> _WHAT THIS TASK INVOLVES_: Nothing but an exact copy is wanted here: the line with "Locate the boy's dark" and all the lines that follow it in the entries below.

> _EXTRACTED INFORMATION_:
Content starts
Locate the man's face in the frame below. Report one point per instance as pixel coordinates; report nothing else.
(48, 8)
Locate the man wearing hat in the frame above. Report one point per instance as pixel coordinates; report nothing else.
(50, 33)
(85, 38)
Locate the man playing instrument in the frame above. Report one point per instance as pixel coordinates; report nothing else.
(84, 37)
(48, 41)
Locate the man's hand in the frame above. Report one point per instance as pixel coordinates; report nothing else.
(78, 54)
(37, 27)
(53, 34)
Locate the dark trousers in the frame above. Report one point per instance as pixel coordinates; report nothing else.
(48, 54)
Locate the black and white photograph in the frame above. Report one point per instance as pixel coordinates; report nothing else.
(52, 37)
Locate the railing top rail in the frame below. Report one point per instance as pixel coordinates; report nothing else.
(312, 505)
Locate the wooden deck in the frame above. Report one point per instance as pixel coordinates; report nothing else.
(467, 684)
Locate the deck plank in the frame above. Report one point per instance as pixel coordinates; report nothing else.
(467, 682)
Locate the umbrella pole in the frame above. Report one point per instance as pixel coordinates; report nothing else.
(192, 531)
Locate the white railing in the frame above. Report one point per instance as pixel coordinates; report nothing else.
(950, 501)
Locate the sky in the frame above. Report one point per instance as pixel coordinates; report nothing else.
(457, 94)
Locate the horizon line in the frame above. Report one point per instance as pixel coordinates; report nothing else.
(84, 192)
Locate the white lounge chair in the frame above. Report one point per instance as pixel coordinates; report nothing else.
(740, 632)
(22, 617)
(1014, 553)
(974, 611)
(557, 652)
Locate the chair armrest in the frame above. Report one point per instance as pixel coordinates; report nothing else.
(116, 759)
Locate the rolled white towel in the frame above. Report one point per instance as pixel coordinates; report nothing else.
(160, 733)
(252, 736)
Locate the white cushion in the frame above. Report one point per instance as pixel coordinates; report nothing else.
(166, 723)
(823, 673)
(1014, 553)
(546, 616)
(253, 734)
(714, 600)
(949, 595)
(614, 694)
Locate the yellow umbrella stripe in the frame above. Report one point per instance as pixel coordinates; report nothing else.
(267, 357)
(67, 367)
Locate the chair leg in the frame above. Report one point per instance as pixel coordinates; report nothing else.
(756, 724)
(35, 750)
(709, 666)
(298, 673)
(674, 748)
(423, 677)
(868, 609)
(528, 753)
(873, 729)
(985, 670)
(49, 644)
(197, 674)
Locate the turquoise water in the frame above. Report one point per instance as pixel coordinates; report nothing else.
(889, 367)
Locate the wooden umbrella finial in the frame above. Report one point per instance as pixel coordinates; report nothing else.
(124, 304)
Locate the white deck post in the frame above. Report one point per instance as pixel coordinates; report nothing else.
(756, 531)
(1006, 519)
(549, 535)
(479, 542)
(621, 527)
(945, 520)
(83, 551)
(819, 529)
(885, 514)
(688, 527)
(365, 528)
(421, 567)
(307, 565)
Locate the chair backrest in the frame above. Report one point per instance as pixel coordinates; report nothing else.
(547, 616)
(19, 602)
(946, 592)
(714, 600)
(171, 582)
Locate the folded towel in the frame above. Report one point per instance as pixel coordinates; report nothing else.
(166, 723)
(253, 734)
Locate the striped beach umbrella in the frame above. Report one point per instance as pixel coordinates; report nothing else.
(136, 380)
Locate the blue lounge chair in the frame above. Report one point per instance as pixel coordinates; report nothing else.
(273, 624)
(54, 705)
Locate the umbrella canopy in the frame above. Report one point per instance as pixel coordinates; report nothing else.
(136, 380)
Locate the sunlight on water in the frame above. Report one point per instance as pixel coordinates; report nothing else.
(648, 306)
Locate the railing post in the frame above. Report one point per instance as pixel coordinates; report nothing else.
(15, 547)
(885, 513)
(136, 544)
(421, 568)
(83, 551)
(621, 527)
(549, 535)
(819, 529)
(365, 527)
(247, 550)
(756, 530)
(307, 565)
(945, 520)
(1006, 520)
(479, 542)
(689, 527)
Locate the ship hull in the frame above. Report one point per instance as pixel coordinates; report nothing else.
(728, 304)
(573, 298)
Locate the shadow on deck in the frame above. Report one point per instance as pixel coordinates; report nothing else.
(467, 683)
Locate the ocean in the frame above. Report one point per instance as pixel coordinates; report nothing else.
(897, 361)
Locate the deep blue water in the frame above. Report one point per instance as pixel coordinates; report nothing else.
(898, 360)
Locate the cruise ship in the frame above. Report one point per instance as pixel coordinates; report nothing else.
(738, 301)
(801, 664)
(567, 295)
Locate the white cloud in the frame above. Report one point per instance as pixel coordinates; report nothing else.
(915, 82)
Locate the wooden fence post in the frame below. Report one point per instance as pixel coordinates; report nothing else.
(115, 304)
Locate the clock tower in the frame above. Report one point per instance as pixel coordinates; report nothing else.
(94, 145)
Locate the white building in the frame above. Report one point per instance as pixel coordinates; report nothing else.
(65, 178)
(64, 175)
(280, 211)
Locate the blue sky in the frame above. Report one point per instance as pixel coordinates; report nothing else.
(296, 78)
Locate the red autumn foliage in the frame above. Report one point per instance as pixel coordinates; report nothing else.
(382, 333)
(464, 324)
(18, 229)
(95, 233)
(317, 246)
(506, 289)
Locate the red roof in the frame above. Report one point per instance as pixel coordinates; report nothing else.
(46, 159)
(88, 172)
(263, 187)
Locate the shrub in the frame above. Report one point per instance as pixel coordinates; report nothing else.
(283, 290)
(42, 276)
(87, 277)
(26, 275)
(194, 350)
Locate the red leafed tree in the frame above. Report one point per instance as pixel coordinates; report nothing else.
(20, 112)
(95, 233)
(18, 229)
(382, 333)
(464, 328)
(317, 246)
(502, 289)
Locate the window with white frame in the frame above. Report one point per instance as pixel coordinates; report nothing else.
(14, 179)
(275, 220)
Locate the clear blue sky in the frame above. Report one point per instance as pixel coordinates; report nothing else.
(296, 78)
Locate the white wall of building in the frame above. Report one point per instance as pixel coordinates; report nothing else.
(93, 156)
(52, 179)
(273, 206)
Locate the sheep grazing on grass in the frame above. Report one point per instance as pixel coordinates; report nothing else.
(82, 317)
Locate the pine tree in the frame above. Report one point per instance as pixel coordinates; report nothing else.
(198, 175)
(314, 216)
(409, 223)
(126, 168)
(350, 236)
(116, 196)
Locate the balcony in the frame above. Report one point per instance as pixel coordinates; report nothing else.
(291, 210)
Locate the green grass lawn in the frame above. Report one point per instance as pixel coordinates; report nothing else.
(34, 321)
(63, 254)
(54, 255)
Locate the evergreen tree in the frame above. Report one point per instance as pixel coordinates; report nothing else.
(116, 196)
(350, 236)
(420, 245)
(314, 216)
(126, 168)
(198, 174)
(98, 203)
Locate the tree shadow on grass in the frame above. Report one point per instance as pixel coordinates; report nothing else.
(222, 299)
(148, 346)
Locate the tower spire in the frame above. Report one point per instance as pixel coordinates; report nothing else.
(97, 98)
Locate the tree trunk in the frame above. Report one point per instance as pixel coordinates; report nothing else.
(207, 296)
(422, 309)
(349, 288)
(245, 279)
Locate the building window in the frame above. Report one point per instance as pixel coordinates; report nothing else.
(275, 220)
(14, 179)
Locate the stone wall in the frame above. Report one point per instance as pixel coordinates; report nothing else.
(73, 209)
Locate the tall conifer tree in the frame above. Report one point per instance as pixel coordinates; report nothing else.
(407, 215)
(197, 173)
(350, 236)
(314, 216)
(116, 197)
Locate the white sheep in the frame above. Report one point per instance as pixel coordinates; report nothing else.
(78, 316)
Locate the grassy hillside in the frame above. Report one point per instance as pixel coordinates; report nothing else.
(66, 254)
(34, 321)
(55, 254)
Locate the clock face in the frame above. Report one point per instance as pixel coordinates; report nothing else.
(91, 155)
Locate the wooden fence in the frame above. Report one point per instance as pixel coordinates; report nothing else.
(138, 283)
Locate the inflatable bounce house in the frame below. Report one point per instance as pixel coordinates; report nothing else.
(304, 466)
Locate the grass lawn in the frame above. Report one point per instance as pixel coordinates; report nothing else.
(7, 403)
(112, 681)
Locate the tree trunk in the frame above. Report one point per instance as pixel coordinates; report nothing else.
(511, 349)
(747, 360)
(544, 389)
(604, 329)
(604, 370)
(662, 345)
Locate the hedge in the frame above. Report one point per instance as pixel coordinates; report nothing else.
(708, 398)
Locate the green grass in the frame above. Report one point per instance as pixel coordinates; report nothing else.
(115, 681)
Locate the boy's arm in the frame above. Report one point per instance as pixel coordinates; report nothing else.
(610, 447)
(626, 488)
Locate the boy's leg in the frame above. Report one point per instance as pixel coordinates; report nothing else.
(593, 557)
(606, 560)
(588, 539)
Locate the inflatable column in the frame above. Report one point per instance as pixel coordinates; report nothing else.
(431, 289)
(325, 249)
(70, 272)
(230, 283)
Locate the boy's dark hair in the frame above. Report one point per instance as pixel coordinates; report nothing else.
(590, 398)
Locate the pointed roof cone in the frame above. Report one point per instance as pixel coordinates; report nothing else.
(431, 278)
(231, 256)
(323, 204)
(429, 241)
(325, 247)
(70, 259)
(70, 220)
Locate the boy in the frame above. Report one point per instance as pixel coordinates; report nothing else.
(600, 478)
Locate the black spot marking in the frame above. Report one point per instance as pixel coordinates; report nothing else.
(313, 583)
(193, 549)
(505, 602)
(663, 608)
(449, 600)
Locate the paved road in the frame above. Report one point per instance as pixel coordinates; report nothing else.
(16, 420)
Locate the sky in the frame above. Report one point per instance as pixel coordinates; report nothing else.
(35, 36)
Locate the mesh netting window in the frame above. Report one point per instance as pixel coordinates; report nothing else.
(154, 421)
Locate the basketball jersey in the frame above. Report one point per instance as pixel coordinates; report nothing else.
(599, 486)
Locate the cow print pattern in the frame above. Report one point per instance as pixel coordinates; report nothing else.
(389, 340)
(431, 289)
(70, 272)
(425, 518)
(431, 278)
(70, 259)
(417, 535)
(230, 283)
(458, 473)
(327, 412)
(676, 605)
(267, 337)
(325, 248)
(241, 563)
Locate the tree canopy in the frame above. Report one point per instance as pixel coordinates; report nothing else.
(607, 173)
Content ends
> _EXERCISE ANSWER_:
Locate the boy's dark hair in the frame above. Report one point per instance as pixel coordinates; report nothing else.
(590, 398)
Locate the pointed roof cone in the frame above. Report one point per instance as pixel coordinates; report nothing else.
(431, 278)
(231, 256)
(323, 204)
(429, 241)
(325, 247)
(70, 259)
(70, 220)
Locate the boy in the frame above. Report one point per instance as pixel coordinates; report nothing else.
(600, 478)
Locate the black spot marking in the frame above. Report one point per instance as pixel coordinates; report nothing else.
(313, 583)
(193, 549)
(505, 602)
(663, 608)
(449, 600)
Locate the paved road in the frame above. Report one point per instance as pixel coordinates; report nothing else.
(16, 420)
Locate the sky in the frame above. Report one point per instance as pixel coordinates; report nothing else.
(35, 36)
Locate the mesh netting window in the frame above. Report one point per instance as pixel coordinates; report nothing else.
(154, 421)
Locate the basketball jersey in the frame above. Report one point per instance as pixel coordinates; report nothing else.
(599, 486)
Locate the cow print pattern in the frame above. Report one point per instance as pixel coordinates; report nothing else.
(389, 340)
(431, 289)
(70, 272)
(425, 518)
(431, 278)
(70, 259)
(417, 535)
(230, 283)
(458, 473)
(327, 412)
(676, 605)
(267, 337)
(325, 248)
(241, 563)
Locate the tree canopy in the frame above. Report one point per instance as pixel coordinates; report nothing else.
(607, 173)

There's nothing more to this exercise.